Point labeling data from photos:
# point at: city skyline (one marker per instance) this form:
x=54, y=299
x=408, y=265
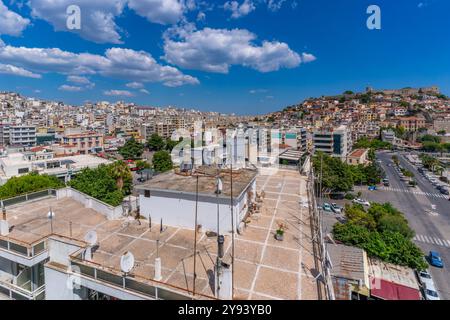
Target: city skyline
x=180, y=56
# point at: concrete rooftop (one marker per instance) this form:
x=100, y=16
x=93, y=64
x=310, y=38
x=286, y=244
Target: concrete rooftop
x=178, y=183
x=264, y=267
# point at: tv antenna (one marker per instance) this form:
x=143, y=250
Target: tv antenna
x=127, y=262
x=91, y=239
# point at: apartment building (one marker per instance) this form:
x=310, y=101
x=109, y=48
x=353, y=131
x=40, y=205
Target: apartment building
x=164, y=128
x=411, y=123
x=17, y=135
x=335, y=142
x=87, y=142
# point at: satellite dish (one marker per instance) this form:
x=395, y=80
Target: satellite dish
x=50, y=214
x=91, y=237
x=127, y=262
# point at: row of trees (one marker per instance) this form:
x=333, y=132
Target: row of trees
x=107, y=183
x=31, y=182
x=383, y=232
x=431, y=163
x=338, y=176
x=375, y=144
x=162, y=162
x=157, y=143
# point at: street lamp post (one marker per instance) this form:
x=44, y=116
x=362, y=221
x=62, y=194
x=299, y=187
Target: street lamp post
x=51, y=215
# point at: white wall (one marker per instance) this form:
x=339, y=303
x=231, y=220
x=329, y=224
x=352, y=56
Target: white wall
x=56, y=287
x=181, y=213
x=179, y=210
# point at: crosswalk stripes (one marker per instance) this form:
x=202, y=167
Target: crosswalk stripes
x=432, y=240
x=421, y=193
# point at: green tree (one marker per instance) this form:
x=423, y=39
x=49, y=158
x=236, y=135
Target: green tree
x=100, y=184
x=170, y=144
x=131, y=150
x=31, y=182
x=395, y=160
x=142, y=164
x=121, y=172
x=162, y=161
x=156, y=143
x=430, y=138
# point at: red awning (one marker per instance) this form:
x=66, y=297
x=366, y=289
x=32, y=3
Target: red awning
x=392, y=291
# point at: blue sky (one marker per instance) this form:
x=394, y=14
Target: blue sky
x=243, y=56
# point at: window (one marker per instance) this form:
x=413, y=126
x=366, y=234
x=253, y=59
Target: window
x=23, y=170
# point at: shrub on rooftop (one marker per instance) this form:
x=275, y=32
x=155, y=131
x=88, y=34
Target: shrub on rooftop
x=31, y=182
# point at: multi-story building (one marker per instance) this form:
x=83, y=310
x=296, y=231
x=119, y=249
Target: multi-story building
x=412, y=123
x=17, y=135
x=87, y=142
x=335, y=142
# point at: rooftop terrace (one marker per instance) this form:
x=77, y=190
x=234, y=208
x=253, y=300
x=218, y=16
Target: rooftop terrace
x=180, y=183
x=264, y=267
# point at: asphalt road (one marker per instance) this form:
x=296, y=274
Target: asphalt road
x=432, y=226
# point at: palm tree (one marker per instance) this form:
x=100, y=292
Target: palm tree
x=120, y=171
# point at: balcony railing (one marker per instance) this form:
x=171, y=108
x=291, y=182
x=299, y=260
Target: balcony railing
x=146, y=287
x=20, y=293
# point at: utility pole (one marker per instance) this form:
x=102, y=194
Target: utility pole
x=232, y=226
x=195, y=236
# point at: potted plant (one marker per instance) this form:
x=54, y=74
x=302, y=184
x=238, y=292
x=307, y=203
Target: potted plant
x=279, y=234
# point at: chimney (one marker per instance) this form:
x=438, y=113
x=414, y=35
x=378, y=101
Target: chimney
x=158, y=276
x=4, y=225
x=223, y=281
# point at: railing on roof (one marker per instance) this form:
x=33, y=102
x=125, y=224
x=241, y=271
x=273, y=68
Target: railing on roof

Given task: Could you copy out, unchanged, the lines of the records from the line containing "# point at: chimney" through the end of the records, including both of those lines?

Finished task:
# point at: chimney (one marker per instance) this form:
x=438, y=113
x=414, y=35
x=378, y=101
Target: chimney
x=158, y=276
x=4, y=225
x=223, y=281
# point at: railing on roof (one marker per instance) this form:
x=33, y=102
x=125, y=224
x=241, y=271
x=273, y=68
Target: railing on roof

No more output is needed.